## [Task prompt]
Format every line of the records below as a numbered list, leaving out any blank lines.

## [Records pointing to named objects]
---+---
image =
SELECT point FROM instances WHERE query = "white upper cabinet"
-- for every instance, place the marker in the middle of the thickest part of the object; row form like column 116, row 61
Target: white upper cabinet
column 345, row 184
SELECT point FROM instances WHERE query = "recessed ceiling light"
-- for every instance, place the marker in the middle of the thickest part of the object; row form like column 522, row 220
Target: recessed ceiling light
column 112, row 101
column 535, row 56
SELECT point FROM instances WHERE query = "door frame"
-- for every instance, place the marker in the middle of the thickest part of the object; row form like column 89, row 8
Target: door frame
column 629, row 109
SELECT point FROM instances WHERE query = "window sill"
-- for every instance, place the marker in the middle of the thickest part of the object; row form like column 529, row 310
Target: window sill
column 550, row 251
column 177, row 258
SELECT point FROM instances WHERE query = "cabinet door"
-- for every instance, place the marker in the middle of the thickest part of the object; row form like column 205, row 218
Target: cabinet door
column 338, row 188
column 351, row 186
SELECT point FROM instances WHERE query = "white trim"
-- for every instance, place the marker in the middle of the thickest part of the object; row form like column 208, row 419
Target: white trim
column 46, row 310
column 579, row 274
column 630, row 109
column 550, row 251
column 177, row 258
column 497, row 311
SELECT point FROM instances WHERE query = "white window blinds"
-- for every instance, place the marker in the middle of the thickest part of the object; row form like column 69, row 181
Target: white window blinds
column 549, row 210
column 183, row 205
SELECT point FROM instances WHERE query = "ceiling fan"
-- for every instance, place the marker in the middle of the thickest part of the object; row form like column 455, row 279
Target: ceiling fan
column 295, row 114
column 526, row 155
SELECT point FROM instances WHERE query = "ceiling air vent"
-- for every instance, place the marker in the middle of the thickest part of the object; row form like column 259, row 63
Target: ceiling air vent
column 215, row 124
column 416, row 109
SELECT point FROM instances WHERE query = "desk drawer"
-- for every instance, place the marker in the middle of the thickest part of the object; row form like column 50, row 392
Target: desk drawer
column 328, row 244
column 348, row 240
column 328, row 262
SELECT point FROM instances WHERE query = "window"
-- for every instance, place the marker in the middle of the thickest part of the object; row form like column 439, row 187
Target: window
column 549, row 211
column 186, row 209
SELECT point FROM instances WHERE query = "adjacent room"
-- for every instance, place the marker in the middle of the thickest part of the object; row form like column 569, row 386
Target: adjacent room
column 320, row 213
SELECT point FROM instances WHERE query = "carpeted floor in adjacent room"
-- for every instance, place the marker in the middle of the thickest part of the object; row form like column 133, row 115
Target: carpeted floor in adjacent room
---+---
## [Answer for the task]
1. image =
2. SELECT point FROM instances WHERE query = "white upper cabinet"
3. -- for every instance, place the marker in the middle of the thickest part of the object; row form like column 116, row 61
4. Target: white upper cabinet
5. column 345, row 184
6. SELECT point FROM instances WHERE query = "recessed ceiling light"
7. -- for every instance, place the marker in the middle of the thickest part of the object; row form like column 522, row 220
8. Target: recessed ceiling light
9. column 112, row 101
10. column 535, row 56
11. SELECT point FROM instances WHERE query = "door frame"
12. -- for every instance, place the marker in the middle of the thickest part of the object; row form like column 89, row 8
13. Target: door frame
14. column 629, row 109
15. SELECT point FROM instances WHERE query = "window sill"
16. -- for every instance, place the marker in the middle of the thickest part of the object; row form like column 529, row 310
17. Target: window sill
18. column 550, row 251
19. column 177, row 258
20. SELECT point FROM instances WHERE query = "cabinet door"
21. -- for every instance, place the marker in the middle of the thickest part of the object; row form like column 205, row 218
22. Target: cabinet door
23. column 338, row 188
24. column 351, row 186
25. SELECT point FROM instances WHERE query = "white trim"
26. -- for every instance, place the marker in the middle of the thickest part of the object; row form like column 208, row 419
27. Target: white trim
28. column 46, row 310
29. column 579, row 274
30. column 630, row 109
31. column 550, row 251
32. column 177, row 258
33. column 497, row 311
34. SELECT point FROM instances WHERE query = "white window blinds"
35. -- for every instance, place the marker in the middle of the thickest part of the object; row form like column 69, row 181
36. Target: white window blinds
37. column 549, row 210
38. column 183, row 205
39. SELECT point FROM instances WHERE query = "ceiling fan"
40. -- for every instance, place the marker in the middle of the thickest part of the object; row form like column 455, row 279
41. Target: ceiling fan
42. column 295, row 114
43. column 526, row 155
44. SELECT point FROM instances WHERE query = "ceiling air vent"
45. -- for every instance, place the marker in the middle of the thickest part of the object; row form like column 259, row 63
46. Target: ceiling air vent
47. column 215, row 124
48. column 416, row 109
49. SELECT point FROM instances WHERE query = "desk drawer"
50. -- for every instance, place the marker in the middle of the thickest part of the object; row form like column 50, row 392
51. Target: desk drawer
52. column 328, row 244
53. column 348, row 240
54. column 328, row 262
55. SELECT point FROM instances WHERE query = "window"
56. -- for every instance, place the marker in the middle of the thickest part of the object; row form like column 439, row 187
57. Target: window
58. column 549, row 211
59. column 186, row 209
60. SELECT point FROM instances WHERE query = "adjacent room"
61. -- for every instance, place the marker in the middle of the thickest part of the object; row form like column 569, row 386
62. Target: adjacent room
63. column 320, row 213
64. SELECT point FROM instances WHERE query = "carpeted floor in adjacent room"
65. -- for every instance, place the marker in the middle of the thickest part of the object; row form like column 133, row 115
66. Target: carpeted floor in adjacent room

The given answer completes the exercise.